Written instruction: Reproduce all records exactly.

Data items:
------------------------------------------------
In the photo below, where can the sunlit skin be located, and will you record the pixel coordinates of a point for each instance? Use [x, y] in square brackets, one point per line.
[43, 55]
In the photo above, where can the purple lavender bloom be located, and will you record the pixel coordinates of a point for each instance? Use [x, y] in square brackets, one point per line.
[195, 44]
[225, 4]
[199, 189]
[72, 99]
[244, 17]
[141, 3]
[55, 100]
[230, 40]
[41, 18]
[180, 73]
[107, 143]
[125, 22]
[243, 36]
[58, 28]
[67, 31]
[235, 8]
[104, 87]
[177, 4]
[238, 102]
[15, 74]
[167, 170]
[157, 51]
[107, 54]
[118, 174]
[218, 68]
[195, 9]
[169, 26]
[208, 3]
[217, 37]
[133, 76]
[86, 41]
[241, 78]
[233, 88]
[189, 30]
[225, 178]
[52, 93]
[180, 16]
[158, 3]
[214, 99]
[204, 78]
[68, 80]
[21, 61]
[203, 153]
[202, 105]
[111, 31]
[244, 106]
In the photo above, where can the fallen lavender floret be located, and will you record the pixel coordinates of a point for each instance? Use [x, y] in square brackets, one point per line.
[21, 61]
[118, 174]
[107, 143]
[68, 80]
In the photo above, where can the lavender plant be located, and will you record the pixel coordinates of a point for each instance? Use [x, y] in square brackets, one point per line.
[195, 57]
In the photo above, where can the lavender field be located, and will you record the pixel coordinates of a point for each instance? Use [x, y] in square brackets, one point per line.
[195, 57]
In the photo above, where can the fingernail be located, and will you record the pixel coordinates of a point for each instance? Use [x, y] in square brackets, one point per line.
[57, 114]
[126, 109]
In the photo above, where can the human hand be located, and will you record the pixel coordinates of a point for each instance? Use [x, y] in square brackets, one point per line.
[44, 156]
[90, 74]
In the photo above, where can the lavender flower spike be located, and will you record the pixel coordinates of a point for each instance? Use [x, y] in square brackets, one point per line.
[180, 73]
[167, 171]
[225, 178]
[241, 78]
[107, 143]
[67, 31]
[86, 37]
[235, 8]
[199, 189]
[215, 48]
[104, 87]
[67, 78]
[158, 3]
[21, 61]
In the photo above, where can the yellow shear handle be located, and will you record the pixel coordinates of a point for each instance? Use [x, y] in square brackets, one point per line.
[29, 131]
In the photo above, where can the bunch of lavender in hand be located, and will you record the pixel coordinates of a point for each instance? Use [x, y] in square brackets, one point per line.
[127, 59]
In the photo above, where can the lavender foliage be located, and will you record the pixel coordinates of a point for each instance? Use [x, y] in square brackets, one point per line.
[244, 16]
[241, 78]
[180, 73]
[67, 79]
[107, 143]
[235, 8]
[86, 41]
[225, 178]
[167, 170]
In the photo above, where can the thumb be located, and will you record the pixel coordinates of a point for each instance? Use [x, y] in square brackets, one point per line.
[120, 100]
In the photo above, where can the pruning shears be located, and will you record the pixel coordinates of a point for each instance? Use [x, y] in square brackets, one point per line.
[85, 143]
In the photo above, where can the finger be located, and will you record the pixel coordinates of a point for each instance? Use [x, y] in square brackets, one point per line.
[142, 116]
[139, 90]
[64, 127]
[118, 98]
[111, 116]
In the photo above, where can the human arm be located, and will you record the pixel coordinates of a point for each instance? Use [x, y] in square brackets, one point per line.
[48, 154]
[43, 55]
------------------------------------------------
Exercise solution:
In the photo below, where can the sunlit skin be located, and will you record the pixel coordinates of a point for each instance? Use [x, y] in square brackets, one point per line.
[43, 55]
In the photo above, where can the purple lavender bloom be located, and will you record the pixel coordinates of a point for each instance? Use [x, y] in square brackets, one point per line.
[195, 44]
[225, 4]
[199, 189]
[72, 99]
[244, 17]
[141, 3]
[55, 100]
[230, 40]
[41, 18]
[180, 73]
[107, 143]
[125, 22]
[243, 36]
[58, 28]
[67, 31]
[235, 8]
[104, 87]
[177, 4]
[238, 102]
[15, 74]
[167, 170]
[157, 51]
[107, 54]
[118, 174]
[218, 68]
[195, 9]
[169, 26]
[208, 3]
[217, 37]
[133, 76]
[86, 41]
[241, 78]
[233, 88]
[189, 30]
[225, 178]
[52, 93]
[180, 16]
[158, 3]
[214, 99]
[204, 78]
[68, 80]
[21, 61]
[203, 153]
[202, 105]
[111, 31]
[244, 106]
In the photo above, where can the fallen lavender floret be located, and will you record the pixel coordinates of a point for each instance? Use [x, y] in square brackets, one point per line.
[21, 61]
[118, 174]
[107, 143]
[68, 80]
In the photo above, where can the lavender plant be located, and will you record the pixel coordinates of a point for each instance? Use [x, y] in square brackets, one point per line.
[195, 57]
In the photo above, where can the lavender field be located, and will you record the pixel coordinates of a point for each instance? Use [x, y] in square brackets, one point per line.
[195, 57]
In the photo above, where can the fingernail be located, and will you record the pixel coordinates of a point for each instance? Use [x, y] in square brackets, one point per line.
[57, 114]
[126, 109]
In the photo above, where can the human hand be located, and will you record the pixel coordinates of a point for each instance? Use [x, y] in square brackets, one point per line.
[44, 156]
[90, 74]
In the photo above, where can the lavender flower spike be located, and will you record the pixel coordinates of a point for each instance? Use [x, y] in square brackets, one point per line.
[180, 73]
[167, 171]
[225, 178]
[241, 78]
[107, 143]
[67, 31]
[86, 37]
[235, 8]
[199, 189]
[215, 48]
[104, 87]
[67, 78]
[158, 3]
[21, 61]
In the photo above, where can the yellow shear handle be located, and will you record the pixel coordinates of a point for each instance? Use [x, y] in square brackets, one point per line.
[29, 131]
In the photo above, where can the bunch of lavender in hand be located, and will you record the pixel coordinates of a point for each instance? Use [x, y] in square brackets, one point per line.
[127, 59]
In the photo above, where can the lavender foliage be located, and will you record the pixel coordinates of a point for each instance? Use [x, y] in square brackets, one point per line.
[244, 16]
[241, 78]
[180, 73]
[67, 79]
[107, 143]
[235, 8]
[86, 41]
[225, 178]
[167, 170]
In the photo above, where can the thumb be located, and will you record the pixel coordinates of a point for each instance? Use [x, y] in square brackets, one point per line.
[120, 100]
In the photo above, where can the pruning shears be located, and will you record the pixel coordinates of a point for each instance? Use [x, y] in square brackets, one point per line.
[85, 143]
In the photo above, where can the finger be located, and will you record the pixel coordinates of a point for each instance? Use [x, y] in square brackets, one point per line.
[142, 116]
[139, 90]
[64, 127]
[118, 98]
[111, 116]
In the photo above, where can the human arm be located, and will you record the pixel coordinates of a point for each instance? Use [x, y] in square brackets, one point per line.
[48, 154]
[43, 55]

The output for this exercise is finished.